Your task — Rewrite every one of these lines with "one point per instance" changed to "a single point for each instance" and nothing else altered. Omit the pictures from your answer.

Information supplied —
○ ○ ○ ○ ○ ○ ○

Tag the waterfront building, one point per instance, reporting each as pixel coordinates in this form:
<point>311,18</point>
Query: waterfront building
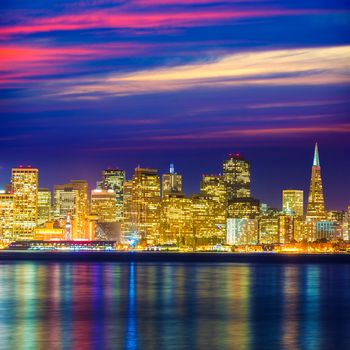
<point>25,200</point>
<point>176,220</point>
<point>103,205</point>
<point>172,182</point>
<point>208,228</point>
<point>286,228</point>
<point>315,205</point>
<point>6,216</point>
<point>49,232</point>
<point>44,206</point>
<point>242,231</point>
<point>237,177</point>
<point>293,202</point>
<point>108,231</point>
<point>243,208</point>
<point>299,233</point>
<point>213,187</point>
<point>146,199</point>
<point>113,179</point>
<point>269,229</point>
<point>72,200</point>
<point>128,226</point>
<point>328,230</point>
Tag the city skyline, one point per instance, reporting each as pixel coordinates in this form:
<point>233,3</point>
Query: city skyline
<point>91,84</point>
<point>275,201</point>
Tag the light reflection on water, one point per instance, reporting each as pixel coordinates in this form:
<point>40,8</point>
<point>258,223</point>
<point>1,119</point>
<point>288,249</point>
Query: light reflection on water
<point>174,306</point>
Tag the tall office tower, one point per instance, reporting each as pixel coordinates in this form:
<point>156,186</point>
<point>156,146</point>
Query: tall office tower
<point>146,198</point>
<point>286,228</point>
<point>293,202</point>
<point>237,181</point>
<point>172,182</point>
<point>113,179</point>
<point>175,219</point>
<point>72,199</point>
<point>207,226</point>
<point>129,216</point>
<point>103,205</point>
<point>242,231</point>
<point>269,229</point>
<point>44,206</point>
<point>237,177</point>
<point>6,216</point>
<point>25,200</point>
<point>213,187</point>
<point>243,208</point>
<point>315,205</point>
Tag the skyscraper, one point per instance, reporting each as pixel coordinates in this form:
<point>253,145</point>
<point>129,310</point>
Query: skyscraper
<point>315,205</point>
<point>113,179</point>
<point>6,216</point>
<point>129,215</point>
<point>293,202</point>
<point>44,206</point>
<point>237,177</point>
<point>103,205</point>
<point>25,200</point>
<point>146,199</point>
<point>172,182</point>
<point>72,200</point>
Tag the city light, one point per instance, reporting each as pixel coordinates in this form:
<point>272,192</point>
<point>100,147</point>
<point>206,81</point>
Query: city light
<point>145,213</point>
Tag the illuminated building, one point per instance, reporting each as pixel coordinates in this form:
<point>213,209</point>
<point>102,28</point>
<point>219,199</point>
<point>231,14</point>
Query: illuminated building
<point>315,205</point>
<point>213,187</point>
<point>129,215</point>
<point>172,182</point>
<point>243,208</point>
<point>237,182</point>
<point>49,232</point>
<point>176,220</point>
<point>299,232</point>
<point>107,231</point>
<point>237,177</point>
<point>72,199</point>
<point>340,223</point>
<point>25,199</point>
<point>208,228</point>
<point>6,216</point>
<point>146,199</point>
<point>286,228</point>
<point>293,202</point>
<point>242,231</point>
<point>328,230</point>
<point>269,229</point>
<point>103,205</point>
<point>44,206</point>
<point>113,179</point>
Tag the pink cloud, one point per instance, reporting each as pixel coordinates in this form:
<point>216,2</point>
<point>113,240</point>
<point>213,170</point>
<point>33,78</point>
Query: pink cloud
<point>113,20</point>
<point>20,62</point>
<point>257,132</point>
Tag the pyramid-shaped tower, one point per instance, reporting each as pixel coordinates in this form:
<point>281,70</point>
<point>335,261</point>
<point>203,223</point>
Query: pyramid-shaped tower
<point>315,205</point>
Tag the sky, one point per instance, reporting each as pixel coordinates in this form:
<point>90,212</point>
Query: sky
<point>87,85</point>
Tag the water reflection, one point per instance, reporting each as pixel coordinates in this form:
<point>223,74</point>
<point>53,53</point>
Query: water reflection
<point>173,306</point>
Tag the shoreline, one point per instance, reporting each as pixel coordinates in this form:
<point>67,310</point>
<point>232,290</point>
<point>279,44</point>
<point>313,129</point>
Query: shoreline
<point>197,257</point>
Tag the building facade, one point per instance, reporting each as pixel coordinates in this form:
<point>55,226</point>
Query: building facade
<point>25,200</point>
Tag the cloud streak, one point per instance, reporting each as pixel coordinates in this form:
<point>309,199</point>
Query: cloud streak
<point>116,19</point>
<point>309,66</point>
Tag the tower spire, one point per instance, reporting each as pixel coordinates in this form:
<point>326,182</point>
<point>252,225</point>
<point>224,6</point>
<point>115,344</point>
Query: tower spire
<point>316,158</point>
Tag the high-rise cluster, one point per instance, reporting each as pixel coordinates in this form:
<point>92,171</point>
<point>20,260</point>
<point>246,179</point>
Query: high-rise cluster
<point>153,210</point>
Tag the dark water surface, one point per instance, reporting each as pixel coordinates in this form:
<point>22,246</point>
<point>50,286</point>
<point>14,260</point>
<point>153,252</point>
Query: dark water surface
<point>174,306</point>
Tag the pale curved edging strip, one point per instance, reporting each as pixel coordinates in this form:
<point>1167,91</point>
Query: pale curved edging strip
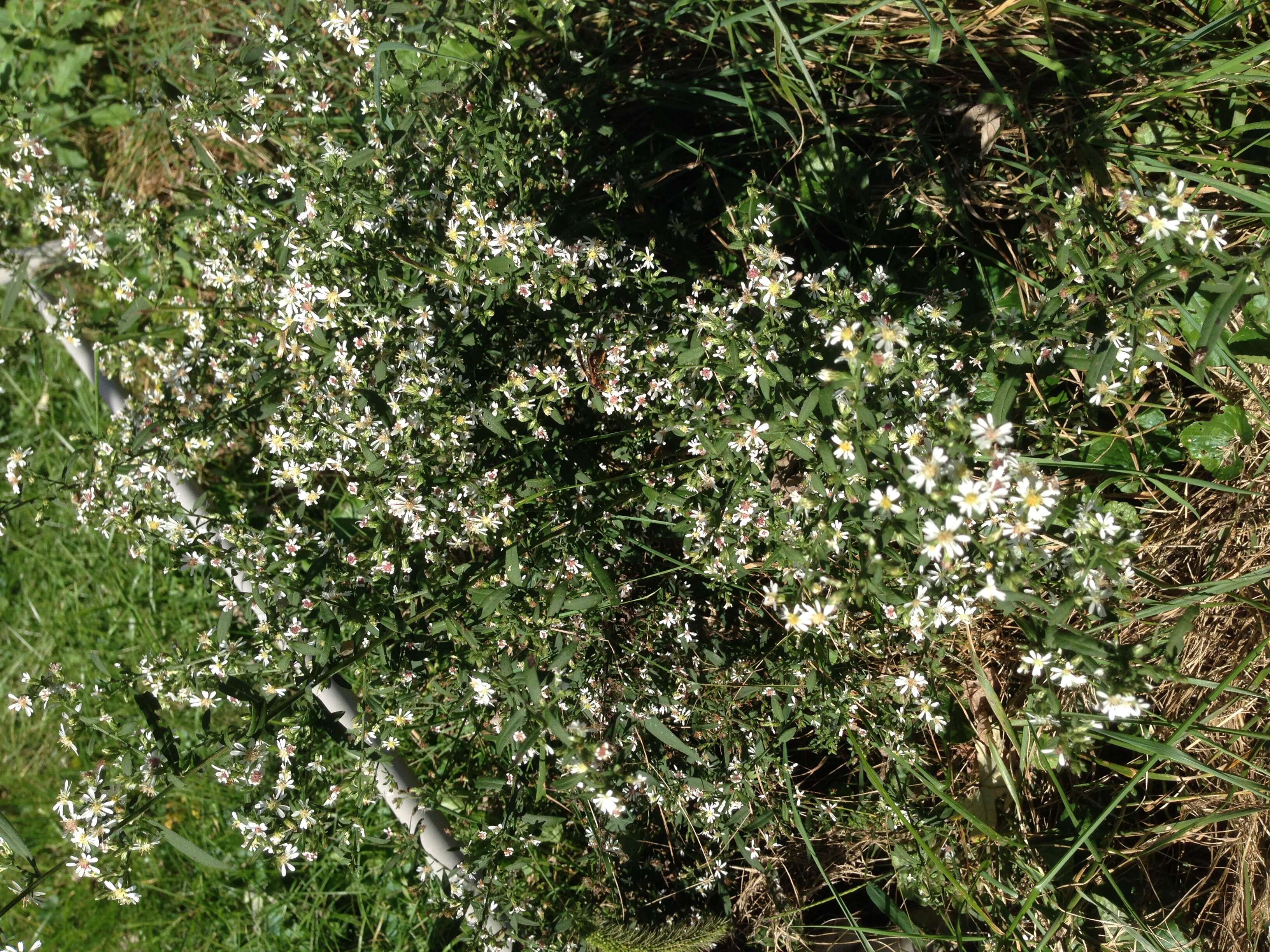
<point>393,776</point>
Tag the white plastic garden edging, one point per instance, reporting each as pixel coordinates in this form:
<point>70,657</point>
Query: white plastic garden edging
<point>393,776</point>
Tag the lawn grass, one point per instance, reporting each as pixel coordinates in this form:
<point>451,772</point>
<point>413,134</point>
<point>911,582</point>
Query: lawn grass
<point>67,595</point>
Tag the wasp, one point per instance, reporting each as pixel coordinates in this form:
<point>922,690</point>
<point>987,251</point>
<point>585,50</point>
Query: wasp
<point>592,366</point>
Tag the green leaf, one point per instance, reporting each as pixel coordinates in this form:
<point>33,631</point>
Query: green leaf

○ ○ ○ ○ ○ ○ ○

Problem solution —
Tag the waterfront building, a single point for each instance, reporting each as pixel coordinates in this form:
<point>311,18</point>
Query: waterfront building
<point>25,200</point>
<point>176,220</point>
<point>103,205</point>
<point>172,182</point>
<point>208,228</point>
<point>286,228</point>
<point>315,205</point>
<point>6,216</point>
<point>49,232</point>
<point>44,206</point>
<point>242,231</point>
<point>237,177</point>
<point>293,202</point>
<point>108,231</point>
<point>243,208</point>
<point>299,233</point>
<point>213,187</point>
<point>146,199</point>
<point>113,179</point>
<point>269,229</point>
<point>72,200</point>
<point>128,226</point>
<point>328,230</point>
Tag the city skyline, a single point for each instance, reporting each as pixel coordinates in this form:
<point>233,3</point>
Query: city skyline
<point>91,84</point>
<point>275,201</point>
Tag the light reflection on water, a single point for each instance, reporting each as pixel coordinates in this form:
<point>40,8</point>
<point>258,223</point>
<point>1,119</point>
<point>288,249</point>
Query: light reflection on water
<point>174,306</point>
Tag the tall office tower, a single point for each instance, reporting each as pixel coordinates in this form:
<point>156,186</point>
<point>156,146</point>
Query: tall office tower
<point>146,198</point>
<point>286,228</point>
<point>293,202</point>
<point>237,181</point>
<point>172,182</point>
<point>113,179</point>
<point>175,219</point>
<point>72,199</point>
<point>207,226</point>
<point>129,216</point>
<point>103,205</point>
<point>242,231</point>
<point>269,229</point>
<point>44,206</point>
<point>237,177</point>
<point>6,216</point>
<point>25,200</point>
<point>213,187</point>
<point>243,208</point>
<point>315,205</point>
Tag the skyscraper, a single point for each instance, reporting each as pixel coordinates in this form:
<point>253,145</point>
<point>129,310</point>
Query: skyscraper
<point>315,205</point>
<point>113,179</point>
<point>6,216</point>
<point>129,215</point>
<point>293,202</point>
<point>44,206</point>
<point>237,177</point>
<point>103,205</point>
<point>25,200</point>
<point>146,199</point>
<point>172,182</point>
<point>72,200</point>
Tag the city light, a single point for each instance, reporting each as pixel coordinates in this form:
<point>272,192</point>
<point>100,147</point>
<point>206,81</point>
Query: city light
<point>145,213</point>
Tag the illuminated building, a single point for each instance, reporting each as pixel coordinates in this form:
<point>213,209</point>
<point>102,28</point>
<point>219,199</point>
<point>231,14</point>
Query: illuminated building
<point>315,205</point>
<point>213,187</point>
<point>129,215</point>
<point>172,182</point>
<point>243,208</point>
<point>237,182</point>
<point>49,232</point>
<point>176,220</point>
<point>299,232</point>
<point>107,231</point>
<point>237,177</point>
<point>72,199</point>
<point>340,223</point>
<point>25,199</point>
<point>208,228</point>
<point>6,216</point>
<point>146,199</point>
<point>286,228</point>
<point>293,202</point>
<point>242,231</point>
<point>328,230</point>
<point>269,229</point>
<point>103,205</point>
<point>44,206</point>
<point>113,179</point>
Tag the pink cloud, a single point for each instance, reporting each as pixel coordinates in this form:
<point>216,2</point>
<point>113,240</point>
<point>213,170</point>
<point>33,78</point>
Query: pink cloud
<point>113,20</point>
<point>20,62</point>
<point>257,132</point>
Tag the pyramid-shaped tower, a single point for each instance, reporting each as pixel coordinates in this form:
<point>281,70</point>
<point>335,261</point>
<point>203,223</point>
Query: pyramid-shaped tower
<point>315,205</point>
Tag the sky, a single point for each instance, reporting each as pixel coordinates in this form:
<point>90,212</point>
Query: sky
<point>87,85</point>
Tag the water reflection, a single point for each instance, reporting each as pixel coordinates in this form:
<point>223,74</point>
<point>53,53</point>
Query: water reflection
<point>173,306</point>
Tag the shoreline, a single point for each instance, reporting each as pixel coordinates in this form:
<point>67,310</point>
<point>232,290</point>
<point>279,44</point>
<point>313,129</point>
Query: shoreline
<point>197,257</point>
Tag the building facade, a single point for each instance, reporting each as pixel coordinates in this form:
<point>55,226</point>
Query: building facade
<point>25,200</point>
Tag the cloud streak, a single point for each instance, reporting each as pixel coordinates in this form:
<point>309,199</point>
Query: cloud streak
<point>116,19</point>
<point>309,66</point>
Tag the tower spire, a single point for each instance, reporting each as pixel coordinates in this form:
<point>326,182</point>
<point>252,225</point>
<point>224,6</point>
<point>115,344</point>
Query: tower spire
<point>316,158</point>
Tag the high-rise cluster, a single point for each instance, reporting each as pixel coordinates in this form:
<point>92,171</point>
<point>20,260</point>
<point>246,179</point>
Query: high-rise cluster
<point>153,210</point>
Tag the dark water surface, a single point for each instance, reporting each as pixel coordinates in this form:
<point>22,246</point>
<point>50,286</point>
<point>14,260</point>
<point>153,252</point>
Query: dark water surface
<point>174,306</point>
Tag the pale curved edging strip, a single point for each instance, reporting each as pixel coordinates in this form:
<point>1167,91</point>
Query: pale curved edging strip
<point>393,776</point>
Tag the white plastic garden edging, a single point for each instance, reporting each as pixel coordinates in this form:
<point>70,657</point>
Query: white plastic garden edging
<point>393,776</point>
Tag the lawn grass, a single point for each instance, reporting each as pixel coordinates in this form:
<point>451,772</point>
<point>413,134</point>
<point>911,582</point>
Query: lawn grass
<point>67,595</point>
Tag the wasp, a single point for each instance, reporting each as pixel coordinates in this form:
<point>922,690</point>
<point>987,251</point>
<point>585,50</point>
Query: wasp
<point>592,366</point>
Tag the green leaf, a single point for each instance, reporting each as pixel coordinates in this form:
<point>33,631</point>
Query: green leaf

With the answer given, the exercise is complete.